TO DO:
Set down every entry word for word. Omit the pictures.

A block of data:
▬▬▬▬▬▬▬▬▬▬

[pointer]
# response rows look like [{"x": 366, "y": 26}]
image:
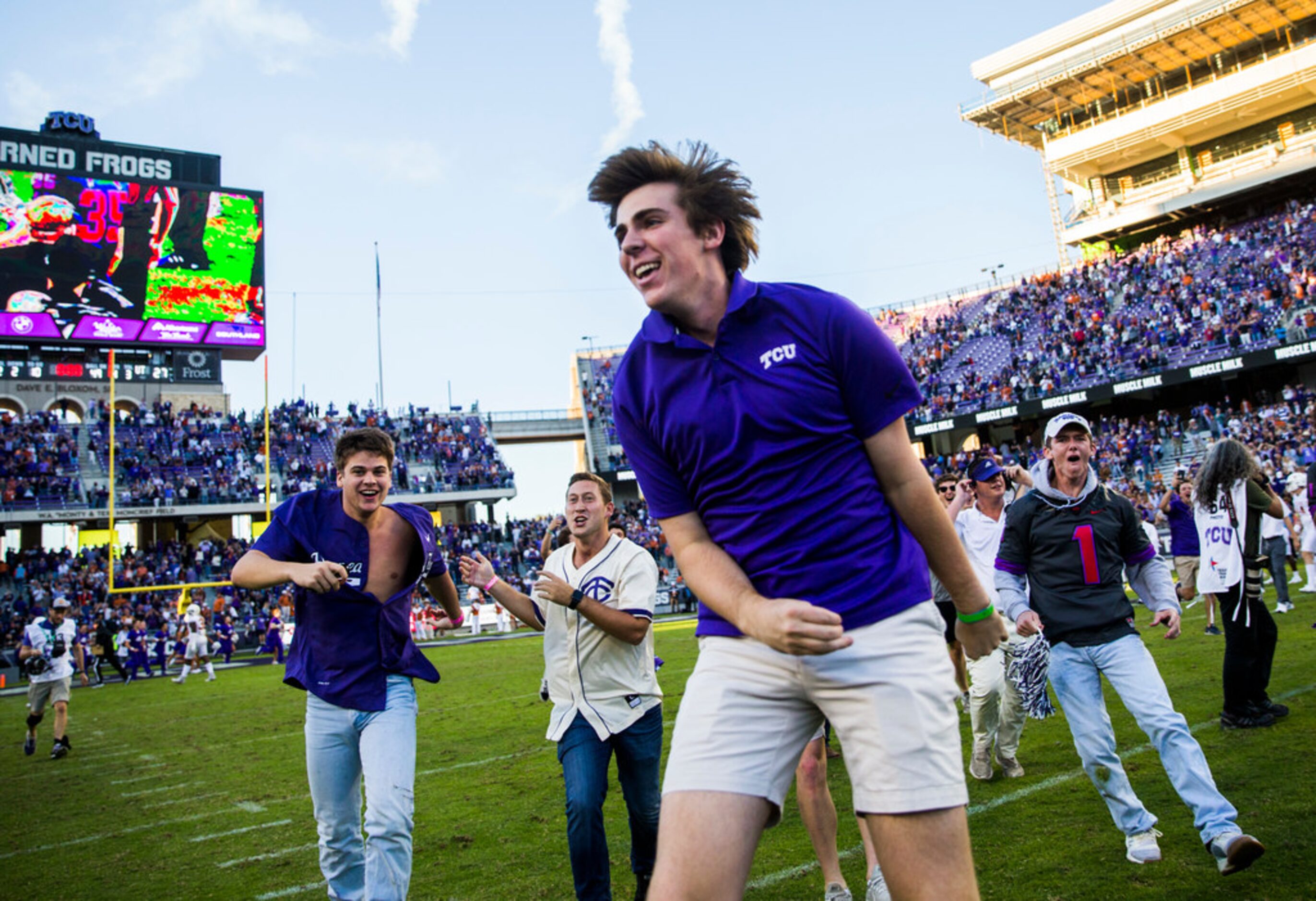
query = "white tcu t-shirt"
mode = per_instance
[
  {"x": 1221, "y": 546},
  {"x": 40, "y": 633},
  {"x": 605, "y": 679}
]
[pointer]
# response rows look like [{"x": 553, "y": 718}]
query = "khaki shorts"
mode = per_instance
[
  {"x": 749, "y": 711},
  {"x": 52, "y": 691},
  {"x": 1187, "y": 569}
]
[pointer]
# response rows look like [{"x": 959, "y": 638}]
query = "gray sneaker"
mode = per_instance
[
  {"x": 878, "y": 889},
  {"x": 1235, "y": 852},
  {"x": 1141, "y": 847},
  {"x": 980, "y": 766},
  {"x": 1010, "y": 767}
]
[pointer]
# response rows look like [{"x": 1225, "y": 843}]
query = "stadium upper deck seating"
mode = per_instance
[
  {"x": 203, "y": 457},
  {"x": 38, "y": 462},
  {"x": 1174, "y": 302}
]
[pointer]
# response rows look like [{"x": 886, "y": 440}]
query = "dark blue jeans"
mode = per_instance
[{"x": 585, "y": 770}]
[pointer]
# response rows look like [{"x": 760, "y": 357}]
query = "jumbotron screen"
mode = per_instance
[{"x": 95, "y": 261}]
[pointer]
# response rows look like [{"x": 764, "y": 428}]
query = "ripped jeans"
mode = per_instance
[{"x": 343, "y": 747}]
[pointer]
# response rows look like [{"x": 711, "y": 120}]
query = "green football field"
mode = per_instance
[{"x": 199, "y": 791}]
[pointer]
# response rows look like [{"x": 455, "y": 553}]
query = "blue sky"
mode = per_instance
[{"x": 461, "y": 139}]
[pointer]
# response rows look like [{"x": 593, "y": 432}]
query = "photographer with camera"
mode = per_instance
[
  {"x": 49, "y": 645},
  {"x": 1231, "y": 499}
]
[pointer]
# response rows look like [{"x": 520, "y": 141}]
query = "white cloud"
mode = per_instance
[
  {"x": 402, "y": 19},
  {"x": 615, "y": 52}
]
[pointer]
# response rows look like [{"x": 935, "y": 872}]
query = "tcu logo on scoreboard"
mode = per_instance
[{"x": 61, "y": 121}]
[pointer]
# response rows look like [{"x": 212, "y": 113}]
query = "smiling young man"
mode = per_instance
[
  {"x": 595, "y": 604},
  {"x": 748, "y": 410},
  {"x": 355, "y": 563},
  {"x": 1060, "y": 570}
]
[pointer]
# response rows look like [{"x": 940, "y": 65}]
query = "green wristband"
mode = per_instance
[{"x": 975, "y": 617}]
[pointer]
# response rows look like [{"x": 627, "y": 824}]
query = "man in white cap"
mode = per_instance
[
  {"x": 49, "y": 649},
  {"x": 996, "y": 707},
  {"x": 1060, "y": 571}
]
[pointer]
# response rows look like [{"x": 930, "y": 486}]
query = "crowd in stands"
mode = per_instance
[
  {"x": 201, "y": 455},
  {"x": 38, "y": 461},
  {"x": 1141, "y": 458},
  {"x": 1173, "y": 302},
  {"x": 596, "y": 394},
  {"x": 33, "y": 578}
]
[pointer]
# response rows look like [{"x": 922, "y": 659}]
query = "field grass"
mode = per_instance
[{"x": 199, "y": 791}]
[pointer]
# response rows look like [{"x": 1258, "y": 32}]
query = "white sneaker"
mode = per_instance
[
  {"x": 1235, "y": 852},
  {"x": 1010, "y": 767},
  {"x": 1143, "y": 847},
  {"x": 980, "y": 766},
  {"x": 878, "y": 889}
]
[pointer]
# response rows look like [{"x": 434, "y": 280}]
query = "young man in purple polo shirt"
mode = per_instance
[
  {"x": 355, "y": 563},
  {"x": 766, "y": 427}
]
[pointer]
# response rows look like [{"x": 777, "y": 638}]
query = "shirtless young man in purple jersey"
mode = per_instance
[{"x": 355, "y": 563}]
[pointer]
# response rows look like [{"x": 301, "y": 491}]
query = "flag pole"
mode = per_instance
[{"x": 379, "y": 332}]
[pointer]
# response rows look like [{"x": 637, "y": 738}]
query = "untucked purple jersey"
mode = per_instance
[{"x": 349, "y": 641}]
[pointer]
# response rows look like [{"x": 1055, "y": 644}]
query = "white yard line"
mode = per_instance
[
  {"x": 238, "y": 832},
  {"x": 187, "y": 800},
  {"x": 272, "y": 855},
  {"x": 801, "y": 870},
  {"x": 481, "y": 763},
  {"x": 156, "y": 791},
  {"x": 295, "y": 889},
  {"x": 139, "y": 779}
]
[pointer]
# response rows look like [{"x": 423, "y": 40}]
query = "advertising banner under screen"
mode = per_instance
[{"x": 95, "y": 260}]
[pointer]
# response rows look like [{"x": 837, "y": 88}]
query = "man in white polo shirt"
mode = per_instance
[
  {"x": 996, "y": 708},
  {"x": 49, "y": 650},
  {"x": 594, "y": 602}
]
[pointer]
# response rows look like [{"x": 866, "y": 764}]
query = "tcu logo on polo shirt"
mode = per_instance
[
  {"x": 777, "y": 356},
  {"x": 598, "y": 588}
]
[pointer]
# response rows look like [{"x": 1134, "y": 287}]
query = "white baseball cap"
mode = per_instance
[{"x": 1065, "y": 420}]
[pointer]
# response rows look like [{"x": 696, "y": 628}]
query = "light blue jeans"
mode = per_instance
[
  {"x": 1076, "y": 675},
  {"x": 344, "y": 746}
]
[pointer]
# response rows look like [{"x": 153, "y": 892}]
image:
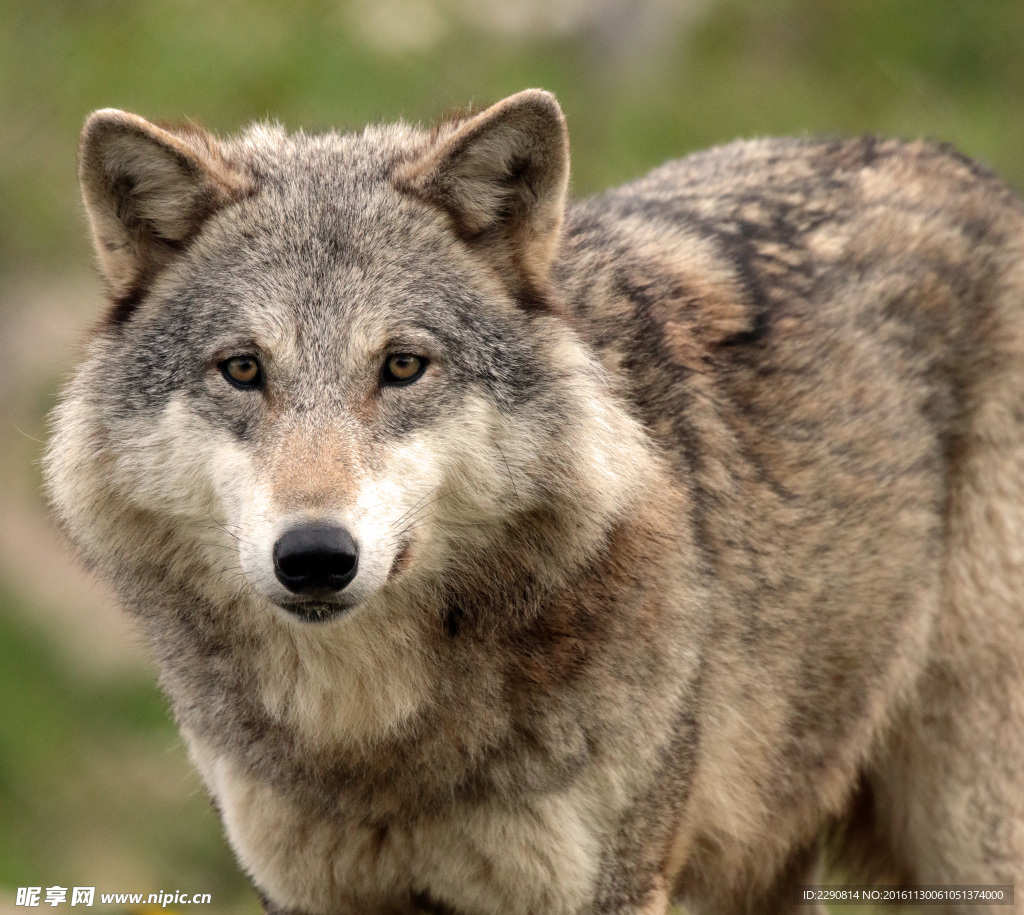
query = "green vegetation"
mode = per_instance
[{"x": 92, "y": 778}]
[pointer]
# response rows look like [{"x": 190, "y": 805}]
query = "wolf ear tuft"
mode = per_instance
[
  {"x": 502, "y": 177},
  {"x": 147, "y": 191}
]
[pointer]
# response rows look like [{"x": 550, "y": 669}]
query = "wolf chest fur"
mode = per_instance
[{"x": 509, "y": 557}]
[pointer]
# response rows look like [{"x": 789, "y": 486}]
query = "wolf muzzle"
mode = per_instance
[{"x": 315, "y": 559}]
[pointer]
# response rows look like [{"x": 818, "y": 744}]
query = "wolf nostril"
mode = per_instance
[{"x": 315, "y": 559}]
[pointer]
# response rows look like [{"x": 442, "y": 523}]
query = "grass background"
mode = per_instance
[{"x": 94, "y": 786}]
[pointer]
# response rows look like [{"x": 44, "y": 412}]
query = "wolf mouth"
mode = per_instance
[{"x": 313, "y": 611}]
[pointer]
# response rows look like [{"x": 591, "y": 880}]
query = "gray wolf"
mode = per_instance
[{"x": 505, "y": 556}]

▬▬▬▬▬▬▬▬▬▬

WRITTEN SOLUTION:
[pointer]
# response rows look like [{"x": 366, "y": 26}]
image:
query = "white tcu t-shirt"
mode = per_instance
[
  {"x": 1221, "y": 546},
  {"x": 40, "y": 633},
  {"x": 605, "y": 679}
]
[pointer]
# response rows look like [{"x": 553, "y": 718}]
query = "khaki shorts"
mode = per_instance
[
  {"x": 749, "y": 711},
  {"x": 52, "y": 691},
  {"x": 1187, "y": 569}
]
[pointer]
# response rows look like [{"x": 959, "y": 638}]
query = "gray sneaker"
mode = per_instance
[
  {"x": 878, "y": 889},
  {"x": 1235, "y": 852},
  {"x": 1141, "y": 847},
  {"x": 980, "y": 766},
  {"x": 1010, "y": 767}
]
[pointer]
# response rows look like [{"x": 1225, "y": 843}]
query = "stadium upper deck seating"
mode = per_instance
[
  {"x": 203, "y": 457},
  {"x": 38, "y": 462},
  {"x": 1174, "y": 302}
]
[pointer]
# response rows look like [{"x": 886, "y": 440}]
query = "dark blue jeans"
mode = per_instance
[{"x": 585, "y": 770}]
[pointer]
# response rows look like [{"x": 760, "y": 357}]
query = "jumbotron screen"
mode = per_instance
[{"x": 95, "y": 261}]
[pointer]
# response rows look like [{"x": 764, "y": 428}]
query = "ripped jeans"
mode = per_instance
[{"x": 343, "y": 747}]
[pointer]
# response rows look like [{"x": 711, "y": 120}]
query = "green football field"
mode = per_instance
[{"x": 199, "y": 791}]
[pointer]
# response rows look like [{"x": 455, "y": 553}]
query = "blue sky"
mode = per_instance
[{"x": 461, "y": 139}]
[pointer]
# response rows look like [{"x": 593, "y": 432}]
query = "photographer with camera"
mode = per_instance
[
  {"x": 49, "y": 645},
  {"x": 1231, "y": 499}
]
[pointer]
# response rows look like [{"x": 520, "y": 141}]
query = "white cloud"
mode = per_instance
[
  {"x": 402, "y": 19},
  {"x": 615, "y": 52}
]
[pointer]
# response rows look like [{"x": 935, "y": 872}]
query = "tcu logo on scoreboard"
mode = per_instance
[{"x": 61, "y": 121}]
[pointer]
# response rows look like [{"x": 212, "y": 113}]
query = "smiling young man"
mode = per_instance
[
  {"x": 595, "y": 604},
  {"x": 748, "y": 410},
  {"x": 355, "y": 563},
  {"x": 1060, "y": 570}
]
[pointer]
# response rows look like [{"x": 940, "y": 65}]
query = "green wristband"
mode = per_instance
[{"x": 975, "y": 617}]
[pointer]
# response rows look like [{"x": 627, "y": 824}]
query = "man in white cap"
mode = per_instance
[
  {"x": 49, "y": 649},
  {"x": 996, "y": 707},
  {"x": 1060, "y": 571}
]
[pointer]
# response rows look like [{"x": 930, "y": 486}]
query = "crowd in stands"
mode = per_instance
[
  {"x": 201, "y": 455},
  {"x": 38, "y": 461},
  {"x": 1141, "y": 458},
  {"x": 1173, "y": 302},
  {"x": 596, "y": 394},
  {"x": 33, "y": 578}
]
[pointer]
# response rows look like [{"x": 922, "y": 659}]
query = "field grass"
mode = per_instance
[{"x": 199, "y": 791}]
[pointer]
# response rows look like [{"x": 1258, "y": 32}]
query = "white sneaker"
mode = per_instance
[
  {"x": 1235, "y": 852},
  {"x": 1010, "y": 767},
  {"x": 1143, "y": 847},
  {"x": 980, "y": 766},
  {"x": 878, "y": 889}
]
[pointer]
# response rows look like [{"x": 434, "y": 280}]
query = "young man in purple polo shirt"
mode = per_instance
[
  {"x": 355, "y": 563},
  {"x": 766, "y": 427}
]
[pointer]
# response rows look like [{"x": 777, "y": 638}]
query = "shirtless young man in purple jersey"
mode = per_instance
[{"x": 355, "y": 563}]
[pointer]
# response rows look like [{"x": 301, "y": 491}]
query = "flag pole"
mode = per_instance
[{"x": 379, "y": 332}]
[pointer]
# response rows look like [{"x": 637, "y": 738}]
query = "untucked purple jersey"
mode = per_instance
[{"x": 349, "y": 641}]
[pointer]
# response rows look like [{"x": 1055, "y": 644}]
query = "white yard line"
mode = per_instance
[
  {"x": 238, "y": 832},
  {"x": 187, "y": 800},
  {"x": 272, "y": 855},
  {"x": 801, "y": 870},
  {"x": 481, "y": 763},
  {"x": 156, "y": 791},
  {"x": 295, "y": 889},
  {"x": 139, "y": 779}
]
[pointer]
# response rows look like [{"x": 423, "y": 40}]
query = "advertising banner under screen"
mode = per_instance
[{"x": 95, "y": 260}]
[pointer]
# response rows look like [{"x": 837, "y": 88}]
query = "man in white polo shirt"
mode = per_instance
[
  {"x": 996, "y": 708},
  {"x": 49, "y": 650},
  {"x": 594, "y": 602}
]
[pointer]
# response rows look like [{"x": 866, "y": 764}]
query = "tcu logo on polo shirt"
mode = per_instance
[
  {"x": 777, "y": 356},
  {"x": 598, "y": 588}
]
[pointer]
# response rows look like [{"x": 1134, "y": 287}]
query = "white baseball cap"
mode = per_instance
[{"x": 1065, "y": 420}]
[pointer]
# response rows look like [{"x": 696, "y": 628}]
query = "light blue jeans"
mode = per_instance
[
  {"x": 1076, "y": 675},
  {"x": 344, "y": 746}
]
[pointer]
# response rows look like [{"x": 153, "y": 892}]
image:
query = "green vegetation"
mode = per_instance
[{"x": 92, "y": 778}]
[pointer]
# response rows look like [{"x": 190, "y": 805}]
query = "wolf ear tuft"
mode = per_instance
[
  {"x": 502, "y": 177},
  {"x": 147, "y": 191}
]
[pointer]
# response rows look like [{"x": 550, "y": 669}]
query = "wolf chest fur"
mode = per_instance
[{"x": 509, "y": 557}]
[pointer]
# response rows look like [{"x": 789, "y": 486}]
query = "wolf muzzle"
mode = per_instance
[{"x": 315, "y": 559}]
[pointer]
# response rows look like [{"x": 818, "y": 744}]
query = "wolf nostril"
mode = per_instance
[{"x": 315, "y": 559}]
[pointer]
# response rows look like [{"x": 442, "y": 523}]
query = "grass background"
mode = per_instance
[{"x": 94, "y": 786}]
[pointer]
# response rows look like [{"x": 44, "y": 412}]
query = "wolf mouth"
mode = per_instance
[{"x": 313, "y": 611}]
[pointer]
# response rows look like [{"x": 591, "y": 880}]
query = "gray wolf"
mode = per_instance
[{"x": 505, "y": 556}]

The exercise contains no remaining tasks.